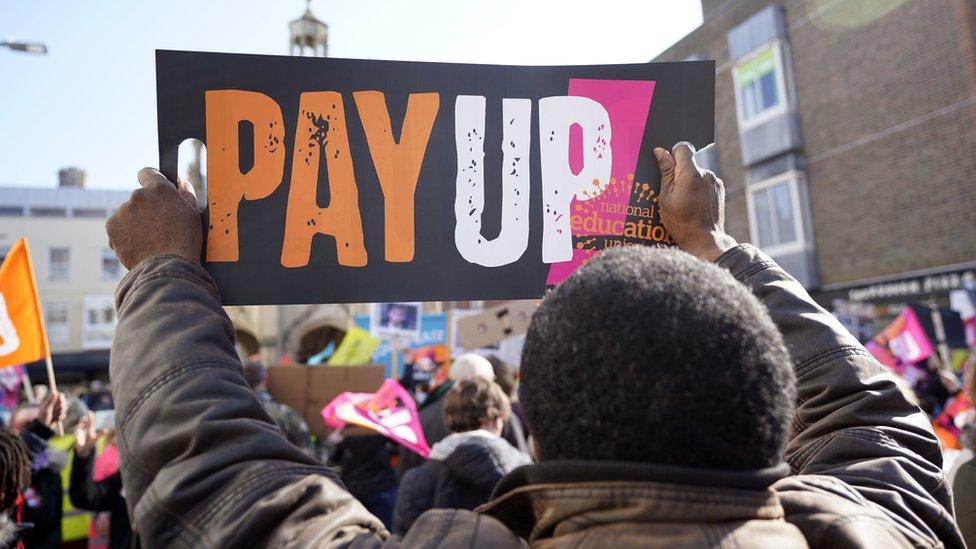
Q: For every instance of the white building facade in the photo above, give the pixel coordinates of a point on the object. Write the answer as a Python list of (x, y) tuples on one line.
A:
[(77, 272)]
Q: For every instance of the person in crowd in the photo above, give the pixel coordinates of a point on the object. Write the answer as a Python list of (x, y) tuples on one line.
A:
[(35, 424), (962, 475), (365, 467), (465, 367), (101, 495), (505, 378), (98, 397), (465, 466), (288, 419), (14, 479), (676, 397), (964, 487)]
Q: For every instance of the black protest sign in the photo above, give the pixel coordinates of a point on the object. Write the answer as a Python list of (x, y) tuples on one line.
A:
[(338, 180)]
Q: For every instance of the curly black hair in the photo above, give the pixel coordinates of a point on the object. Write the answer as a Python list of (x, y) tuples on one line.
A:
[(652, 355), (14, 469)]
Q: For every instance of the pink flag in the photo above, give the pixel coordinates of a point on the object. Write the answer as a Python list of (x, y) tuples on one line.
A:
[(390, 411), (902, 343)]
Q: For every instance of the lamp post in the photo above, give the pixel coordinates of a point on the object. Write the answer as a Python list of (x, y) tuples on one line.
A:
[(309, 33), (35, 48)]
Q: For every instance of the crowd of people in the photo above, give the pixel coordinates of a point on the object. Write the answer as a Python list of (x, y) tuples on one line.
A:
[(64, 488), (716, 404)]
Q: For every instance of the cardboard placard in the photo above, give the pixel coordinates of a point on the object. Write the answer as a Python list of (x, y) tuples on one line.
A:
[(338, 180), (309, 388), (495, 324)]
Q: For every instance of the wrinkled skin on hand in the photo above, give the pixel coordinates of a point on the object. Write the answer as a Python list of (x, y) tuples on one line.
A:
[(692, 203), (160, 217)]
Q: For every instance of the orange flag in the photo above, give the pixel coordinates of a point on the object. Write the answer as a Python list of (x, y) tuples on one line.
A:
[(22, 335)]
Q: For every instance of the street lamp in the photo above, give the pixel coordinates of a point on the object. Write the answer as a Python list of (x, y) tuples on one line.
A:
[(25, 47), (307, 32)]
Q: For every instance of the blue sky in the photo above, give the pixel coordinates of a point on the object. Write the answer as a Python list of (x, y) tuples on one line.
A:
[(91, 101)]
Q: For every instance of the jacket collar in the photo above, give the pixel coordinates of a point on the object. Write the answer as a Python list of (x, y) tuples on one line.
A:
[(558, 497)]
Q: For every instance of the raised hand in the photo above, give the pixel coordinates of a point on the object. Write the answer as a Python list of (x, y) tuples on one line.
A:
[(161, 217), (52, 408)]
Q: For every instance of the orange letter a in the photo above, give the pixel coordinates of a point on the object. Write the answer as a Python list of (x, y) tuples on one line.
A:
[(321, 129), (398, 164)]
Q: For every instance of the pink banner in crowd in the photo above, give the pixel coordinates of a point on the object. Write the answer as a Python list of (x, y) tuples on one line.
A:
[(390, 411), (902, 343)]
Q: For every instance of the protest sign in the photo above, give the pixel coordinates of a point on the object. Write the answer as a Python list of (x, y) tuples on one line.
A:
[(495, 324), (356, 348), (390, 411), (337, 180), (901, 343)]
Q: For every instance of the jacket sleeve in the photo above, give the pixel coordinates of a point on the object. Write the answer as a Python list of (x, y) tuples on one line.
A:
[(87, 494), (415, 495), (852, 422), (202, 463)]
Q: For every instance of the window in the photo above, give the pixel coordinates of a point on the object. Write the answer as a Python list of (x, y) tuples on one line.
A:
[(57, 321), (90, 212), (774, 214), (760, 85), (49, 212), (58, 264), (111, 268), (98, 324)]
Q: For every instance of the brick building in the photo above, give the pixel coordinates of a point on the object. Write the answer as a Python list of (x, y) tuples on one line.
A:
[(846, 136)]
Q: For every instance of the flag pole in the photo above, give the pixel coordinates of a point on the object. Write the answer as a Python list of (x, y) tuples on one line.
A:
[(28, 387), (51, 382)]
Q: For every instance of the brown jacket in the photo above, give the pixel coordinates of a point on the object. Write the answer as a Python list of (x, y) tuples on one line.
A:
[(204, 466)]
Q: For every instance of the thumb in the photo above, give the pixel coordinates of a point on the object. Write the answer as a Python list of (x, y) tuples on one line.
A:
[(149, 177), (187, 192), (666, 164), (684, 157)]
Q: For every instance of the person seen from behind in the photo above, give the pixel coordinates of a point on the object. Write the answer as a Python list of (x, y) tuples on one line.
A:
[(101, 495), (14, 479), (695, 397), (465, 466), (35, 424)]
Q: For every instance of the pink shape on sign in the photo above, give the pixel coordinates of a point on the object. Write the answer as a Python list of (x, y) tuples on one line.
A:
[(627, 102)]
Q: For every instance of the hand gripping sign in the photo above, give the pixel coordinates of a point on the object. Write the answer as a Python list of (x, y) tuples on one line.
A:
[(337, 180), (390, 411)]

[Do this]
Copy out all the items above with every "pixel coordinates" changed to "image coordinates" and everything else left the same. Leave out the pictures.

[Written response]
Q: For every instance of the white building facade in the photo above, give the image coordinates of a point on the object. Write the answer as a Python list of (x, y) tuples on one line.
A:
[(77, 272)]
Q: For every instance of the person in crowd in the photo above, give the image coordinates of a point on the object. Write the answer as a Python list of (x, y) tuples on one line.
A:
[(35, 424), (962, 475), (365, 467), (465, 367), (101, 495), (505, 378), (98, 397), (465, 466), (288, 419), (14, 479), (676, 397), (964, 487)]
Q: For every instance of the black protest sign in the photo above, give the image coordinates of a point on the object. Write the answer as a Python list of (x, y) tuples on one line.
A:
[(338, 180)]
Q: For every instance of the curly black hair in the photo above, give the image coordinates of a point on the object. Write the answer as a Python list of (x, y) tuples on one line.
A:
[(652, 355), (14, 469)]
Q: For every instance of the pink flag in the photo above, give the image coordinates of a point on the object. Write the answer as a Python list of (x, y) tuples on one line.
A:
[(390, 411), (902, 343)]
Q: For every instance of the lamp post in the photo above, give the image coordinates of a point on the object. Write the answer as a Python list of (x, y) tuples on one line.
A:
[(309, 33), (35, 48)]
Q: For every instance of the crowd of people in the photo above, give the image coordinates of a point on the object. Write the answer as a Python list of (x, y) tuples on one line.
A:
[(64, 488), (716, 404)]
Q: For every instance of the cardboard placard in the photo above, give the image coordinates of a point on the object. Write the answer as a Python list of (x, y) tuples on one line.
A:
[(338, 180), (309, 388), (495, 324)]
Q: For every instance of the wrinkled skin on hand in the photo above, give the image coordinates of a point on the object. Write the answer as a Python list of (x, y) tuples on one line.
A:
[(692, 203), (160, 217)]
Q: For every instance of the orange flag in the photo above, give the image coordinates of a point on the object. Write the answer as a Python list of (x, y) tuples on one line.
A:
[(22, 335)]
Q: For every instance of the street lamp in the photo above, give the image coordinates of a point on the object. Write the answer as a Python list of (x, y) tuples on one line.
A:
[(25, 47), (307, 32)]
Q: For every instance of the blue sky in the photo above, give the image coordinates of a point on the object. Write the answer as a Python list of (x, y) tuples on one line.
A:
[(91, 101)]
Q: For every instance of the jacket collar in the photo above, give the image coordinates of a point on the object. Write the answer as a Python list of (x, y) tuples on one line.
A:
[(558, 497)]
Q: For every instance of the raised hand in the photo above, give the image coordinates of a point on the object. Write the answer as a Python list of (x, y) tuples on one line.
A:
[(161, 217), (52, 408)]
Q: For every instance of the orange letter a in the photo above, give the image coordinates of a point on the object. Write the answer as a Python list of (x, y) tuples on one line.
A:
[(321, 129), (398, 164)]
Q: For every instance of the pink banner in crowd in the photo above, give the image coordinates of a point on the object. Write the answer as a Python list of (x, y) tuples on one line.
A:
[(390, 411), (902, 343)]
Q: For every instance of the protest sign in the photo above, give the image coordinates of a point on the object. Write the answer as a Python list of (x, y) tuples on one line.
A:
[(495, 324), (356, 348), (390, 411), (337, 180), (901, 343)]
Q: For every instance of the jacket sleeve in the photo above, give the image coordinates of a point on the object. Write the answer as a Python list of (x, y) tuples on one line.
A:
[(87, 494), (415, 495), (852, 422), (202, 463)]
Q: For every instance of the window in the photo above, give the image coordinates of a point on the object. Write the answer as a Python list of (x, y) tuples on one line.
A:
[(57, 321), (90, 212), (774, 214), (760, 85), (49, 212), (58, 264), (111, 268), (98, 324)]
Q: For every instance of the brick building in the photo above, give the image coordinates of a point on the object. Write the answer as a Python list of (x, y) tuples on one line.
A:
[(846, 136)]
Q: For every instance of the flag pole in the photo above, give the image coordinates of a point on the object. Write the answer as a Python list of (x, y) tuples on one line.
A:
[(28, 387), (51, 382)]
Q: For every instance of the brown jacket in the photo above, give the image coordinates of a point on the object. Write the answer as a Python list of (x, y) tuples on one line.
A:
[(204, 466)]
Q: For every instance of the thumb in the photo above, give the image coordinates of a point on the object. Write the answer as a Python list of (x, y) tuples on one line.
A:
[(149, 177), (187, 192), (666, 164), (684, 157)]
Q: For every instance of the person seen from behind in the photo above, give the image coordinates of a point on the object. Write the answer as a Python list of (x, y) tuples on one line.
A:
[(101, 495), (14, 479), (695, 397), (465, 466), (35, 424)]
Q: For every instance of the pink shape on sign in the photo above, give the image coordinates of a point on the object. Write the answer as a Python list of (x, y) tuples on one line.
A:
[(627, 102)]
Q: For every instance of the hand gripping sign in the photo above, give the image coordinates of a point on the object. Write the answer as a Python list of (x, y) tuples on one line.
A:
[(337, 180), (390, 411)]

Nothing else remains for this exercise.